Description of the task
Only some lines are wanted: please transcribe exactly those from the one containing "fill-rule evenodd" through the end of the data, pictures excluded.

Supplied entries
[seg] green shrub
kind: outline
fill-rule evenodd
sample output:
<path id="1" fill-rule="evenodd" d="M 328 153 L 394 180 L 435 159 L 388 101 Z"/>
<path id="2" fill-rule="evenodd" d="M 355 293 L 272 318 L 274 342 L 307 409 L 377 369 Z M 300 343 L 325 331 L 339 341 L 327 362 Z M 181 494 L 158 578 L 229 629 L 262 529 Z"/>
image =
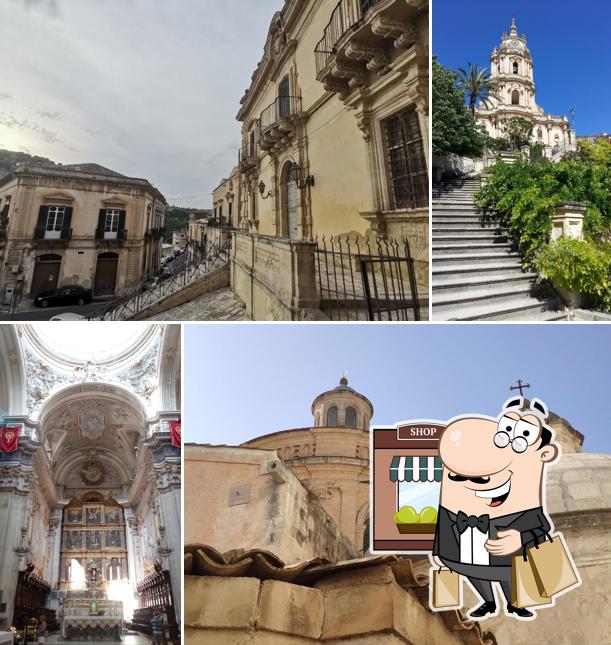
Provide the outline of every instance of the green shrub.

Solution to the exercise
fill-rule evenodd
sample output:
<path id="1" fill-rule="evenodd" d="M 328 153 L 394 180 L 435 159 L 388 101 Z"/>
<path id="2" fill-rule="evenodd" d="M 355 293 L 272 318 L 274 342 L 307 409 L 377 369 Z M 300 343 L 325 331 L 339 341 L 327 362 Z M 181 494 L 158 578 L 229 629 L 262 529 Z"/>
image =
Provide the outline of every instance of the green shrub.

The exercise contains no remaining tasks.